# [Available data]
================
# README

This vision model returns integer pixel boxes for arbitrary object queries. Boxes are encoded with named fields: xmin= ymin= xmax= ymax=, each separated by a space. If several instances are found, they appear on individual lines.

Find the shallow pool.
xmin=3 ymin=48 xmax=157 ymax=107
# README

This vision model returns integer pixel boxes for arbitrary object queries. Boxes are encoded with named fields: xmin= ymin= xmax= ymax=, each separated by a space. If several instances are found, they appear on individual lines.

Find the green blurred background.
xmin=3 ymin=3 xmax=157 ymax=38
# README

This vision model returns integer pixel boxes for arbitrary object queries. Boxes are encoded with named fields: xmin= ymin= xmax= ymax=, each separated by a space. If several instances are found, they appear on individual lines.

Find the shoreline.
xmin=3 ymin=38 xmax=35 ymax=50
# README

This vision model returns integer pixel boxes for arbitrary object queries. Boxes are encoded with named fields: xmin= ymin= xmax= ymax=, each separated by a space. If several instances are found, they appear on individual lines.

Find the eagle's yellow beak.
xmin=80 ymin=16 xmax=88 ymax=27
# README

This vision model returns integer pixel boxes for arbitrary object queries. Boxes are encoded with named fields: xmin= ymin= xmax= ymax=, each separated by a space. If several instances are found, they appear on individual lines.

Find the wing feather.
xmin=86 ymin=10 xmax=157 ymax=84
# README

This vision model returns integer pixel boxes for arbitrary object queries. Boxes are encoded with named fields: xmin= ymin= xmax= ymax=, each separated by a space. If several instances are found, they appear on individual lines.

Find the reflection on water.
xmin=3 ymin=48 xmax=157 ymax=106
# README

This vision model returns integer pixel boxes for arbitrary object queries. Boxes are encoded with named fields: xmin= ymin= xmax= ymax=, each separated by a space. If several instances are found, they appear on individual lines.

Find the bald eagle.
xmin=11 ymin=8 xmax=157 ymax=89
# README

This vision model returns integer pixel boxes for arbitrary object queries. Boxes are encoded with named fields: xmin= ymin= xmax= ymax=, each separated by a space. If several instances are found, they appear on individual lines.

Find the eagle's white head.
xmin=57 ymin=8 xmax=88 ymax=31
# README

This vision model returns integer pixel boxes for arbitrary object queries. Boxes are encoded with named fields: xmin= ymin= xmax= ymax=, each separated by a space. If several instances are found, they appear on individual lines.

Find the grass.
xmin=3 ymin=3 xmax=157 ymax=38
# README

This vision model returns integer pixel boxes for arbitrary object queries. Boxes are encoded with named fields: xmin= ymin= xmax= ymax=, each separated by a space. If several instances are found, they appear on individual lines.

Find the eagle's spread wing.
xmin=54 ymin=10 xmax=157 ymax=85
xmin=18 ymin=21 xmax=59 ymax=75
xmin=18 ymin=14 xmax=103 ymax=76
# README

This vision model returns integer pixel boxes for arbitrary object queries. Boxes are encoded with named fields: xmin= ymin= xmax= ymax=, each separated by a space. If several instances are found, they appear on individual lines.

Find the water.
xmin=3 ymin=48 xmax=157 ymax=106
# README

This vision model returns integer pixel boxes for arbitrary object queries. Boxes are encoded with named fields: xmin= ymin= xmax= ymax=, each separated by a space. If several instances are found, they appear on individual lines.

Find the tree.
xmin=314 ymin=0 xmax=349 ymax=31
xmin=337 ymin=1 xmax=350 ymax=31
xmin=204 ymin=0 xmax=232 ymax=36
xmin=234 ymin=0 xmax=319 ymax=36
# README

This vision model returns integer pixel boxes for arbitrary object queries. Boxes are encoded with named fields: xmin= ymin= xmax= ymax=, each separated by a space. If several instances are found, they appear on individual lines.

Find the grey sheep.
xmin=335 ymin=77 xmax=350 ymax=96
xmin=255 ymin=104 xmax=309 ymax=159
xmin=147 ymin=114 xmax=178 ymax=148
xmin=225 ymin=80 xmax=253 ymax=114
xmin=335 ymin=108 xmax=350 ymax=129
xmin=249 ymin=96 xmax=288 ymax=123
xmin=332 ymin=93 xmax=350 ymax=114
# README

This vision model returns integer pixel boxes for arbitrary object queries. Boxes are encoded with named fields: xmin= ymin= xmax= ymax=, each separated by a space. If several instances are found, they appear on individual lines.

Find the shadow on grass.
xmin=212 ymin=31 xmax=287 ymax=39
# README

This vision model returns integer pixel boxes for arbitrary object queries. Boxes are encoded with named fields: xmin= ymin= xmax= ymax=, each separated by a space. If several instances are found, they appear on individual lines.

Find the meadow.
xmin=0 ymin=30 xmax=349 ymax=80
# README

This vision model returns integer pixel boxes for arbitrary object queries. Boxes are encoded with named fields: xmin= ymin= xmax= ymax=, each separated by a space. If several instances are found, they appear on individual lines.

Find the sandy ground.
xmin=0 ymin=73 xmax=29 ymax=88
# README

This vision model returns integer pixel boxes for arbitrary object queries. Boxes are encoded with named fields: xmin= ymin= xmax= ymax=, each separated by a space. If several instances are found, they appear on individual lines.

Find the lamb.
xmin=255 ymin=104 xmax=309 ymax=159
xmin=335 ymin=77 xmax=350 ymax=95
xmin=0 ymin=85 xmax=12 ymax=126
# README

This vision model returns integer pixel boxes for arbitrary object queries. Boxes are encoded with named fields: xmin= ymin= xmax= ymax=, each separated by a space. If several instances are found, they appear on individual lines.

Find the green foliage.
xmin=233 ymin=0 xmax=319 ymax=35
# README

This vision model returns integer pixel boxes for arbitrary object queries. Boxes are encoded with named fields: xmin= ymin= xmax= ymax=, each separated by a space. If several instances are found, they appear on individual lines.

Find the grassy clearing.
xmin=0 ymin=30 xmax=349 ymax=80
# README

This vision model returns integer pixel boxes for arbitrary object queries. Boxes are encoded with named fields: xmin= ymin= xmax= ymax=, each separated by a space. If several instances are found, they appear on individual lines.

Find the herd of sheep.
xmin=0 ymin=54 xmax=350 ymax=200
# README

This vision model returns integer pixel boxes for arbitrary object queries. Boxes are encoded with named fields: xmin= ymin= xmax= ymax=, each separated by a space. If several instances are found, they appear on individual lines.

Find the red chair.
================
# [To do]
Repeat the material above verbatim.

# [Written solution]
# README

This vision model returns integer pixel boxes for arbitrary object queries. Boxes are encoded with named fields: xmin= ymin= xmax= ymax=, each separated by a space. If several instances are found, they appear on individual lines.

Find the shallow pool.
xmin=3 ymin=48 xmax=157 ymax=107
# README

This vision model returns integer pixel boxes for arbitrary object queries. Boxes are encoded with named fields: xmin= ymin= xmax= ymax=, each separated by a space. If several instances are found, they appear on individual lines.

Find the green blurred background.
xmin=3 ymin=3 xmax=157 ymax=38
# README

This vision model returns integer pixel boxes for arbitrary object queries. Boxes are encoded with named fields: xmin= ymin= xmax= ymax=, each separated by a space. If several instances are found, they appear on individual lines.

Find the shoreline.
xmin=3 ymin=38 xmax=35 ymax=50
# README

This vision model returns integer pixel boxes for arbitrary object queries. Boxes are encoded with named fields: xmin= ymin= xmax= ymax=, each separated by a space. If several instances are found, they appear on individual lines.

Find the eagle's yellow beak.
xmin=80 ymin=16 xmax=88 ymax=27
# README

This vision model returns integer pixel boxes for arbitrary object queries. Boxes are encoded with named fields: xmin= ymin= xmax= ymax=, each separated by a space. If several instances are found, they appear on individual lines.

Find the wing feather.
xmin=86 ymin=10 xmax=157 ymax=84
# README

This vision model returns integer pixel boxes for arbitrary object queries. Boxes are encoded with named fields: xmin= ymin= xmax= ymax=, each separated by a space. If several instances are found, they appear on individual lines.

Find the reflection on water.
xmin=3 ymin=48 xmax=157 ymax=106
# README

This vision model returns integer pixel boxes for arbitrary object queries. Boxes are encoded with named fields: xmin= ymin= xmax= ymax=, each separated by a space. If several instances are found, they appear on individual lines.

Find the bald eagle.
xmin=11 ymin=8 xmax=157 ymax=89
# README

This vision model returns integer pixel boxes for arbitrary object queries. Boxes are encoded with named fields: xmin= ymin= xmax= ymax=, each separated by a space. If several instances are found, they appear on individual lines.

Find the eagle's white head.
xmin=57 ymin=8 xmax=88 ymax=31
# README

This vision model returns integer pixel boxes for arbitrary object queries. Boxes are encoded with named fields: xmin= ymin= xmax= ymax=, each separated by a space. If several instances are found, they appear on individual lines.

Find the grass.
xmin=3 ymin=3 xmax=157 ymax=38
# README

This vision model returns integer pixel boxes for arbitrary object queries. Boxes are encoded with named fields: xmin= ymin= xmax= ymax=, each separated by a space. If several instances are found, they appear on individual lines.

Find the eagle's spread wing.
xmin=54 ymin=10 xmax=157 ymax=85
xmin=18 ymin=21 xmax=59 ymax=75
xmin=18 ymin=14 xmax=103 ymax=76
# README

This vision model returns integer pixel boxes for arbitrary object queries. Boxes are encoded with named fields: xmin= ymin= xmax= ymax=, each separated by a space. If several instances are found, they appear on individual lines.

Find the water.
xmin=3 ymin=48 xmax=157 ymax=106
# README

This vision model returns integer pixel boxes for arbitrary object queries. Boxes are encoded with named fields: xmin= ymin= xmax= ymax=, each separated by a space. If several instances are found, they appear on individual lines.

Find the tree.
xmin=314 ymin=0 xmax=349 ymax=31
xmin=337 ymin=1 xmax=350 ymax=31
xmin=204 ymin=0 xmax=232 ymax=36
xmin=234 ymin=0 xmax=319 ymax=36
# README

This vision model returns integer pixel boxes for arbitrary object queries. Boxes are encoded with named fields: xmin= ymin= xmax= ymax=, each separated by a space. If several instances are found, they appear on individual lines.

Find the grey sheep.
xmin=335 ymin=77 xmax=350 ymax=96
xmin=255 ymin=104 xmax=309 ymax=159
xmin=147 ymin=114 xmax=178 ymax=148
xmin=225 ymin=80 xmax=253 ymax=114
xmin=335 ymin=108 xmax=350 ymax=129
xmin=249 ymin=96 xmax=288 ymax=123
xmin=332 ymin=93 xmax=350 ymax=114
# README

This vision model returns integer pixel boxes for arbitrary object queries. Boxes are encoded with named fields: xmin= ymin= xmax= ymax=, each separated by a space. If several instances are found, they appear on individual lines.

Find the shadow on grass.
xmin=212 ymin=31 xmax=287 ymax=39
# README

This vision model returns integer pixel boxes for arbitrary object queries. Boxes are encoded with named fields: xmin= ymin= xmax= ymax=, each separated by a space. If several instances are found, they appear on individual lines.

Find the meadow.
xmin=0 ymin=30 xmax=349 ymax=80
# README

This vision model returns integer pixel boxes for arbitrary object queries. Boxes are encoded with named fields: xmin= ymin= xmax= ymax=, each separated by a space. If several instances are found, they appear on individual lines.

Find the sandy ground.
xmin=0 ymin=73 xmax=29 ymax=88
# README

This vision model returns integer pixel boxes for arbitrary object queries. Boxes are encoded with named fields: xmin= ymin= xmax= ymax=, each separated by a space. If several instances are found, they appear on individual lines.

Find the lamb.
xmin=255 ymin=104 xmax=309 ymax=159
xmin=335 ymin=77 xmax=350 ymax=95
xmin=0 ymin=85 xmax=12 ymax=126
# README

This vision model returns integer pixel boxes for arbitrary object queries. Boxes are encoded with named fields: xmin= ymin= xmax= ymax=, each separated by a space. If several instances are found, they appear on individual lines.

Find the green foliage.
xmin=233 ymin=0 xmax=319 ymax=35
# README

This vision model returns integer pixel boxes for arbitrary object queries. Boxes are encoded with named fields: xmin= ymin= xmax= ymax=, each separated by a space. If several instances are found, they appear on individual lines.

Find the grassy clearing.
xmin=0 ymin=30 xmax=349 ymax=80
# README

This vision model returns integer pixel boxes for arbitrary object queries. Boxes are encoded with named fields: xmin= ymin= xmax= ymax=, each separated by a space. If several instances are found, they appear on individual lines.

Find the herd of sheep.
xmin=0 ymin=54 xmax=350 ymax=200
# README

This vision model returns integer pixel boxes for arbitrary object queries. Boxes are encoded with named fields: xmin= ymin= xmax= ymax=, each separated by a space. If several instances are found, they appear on individual lines.

Find the red chair.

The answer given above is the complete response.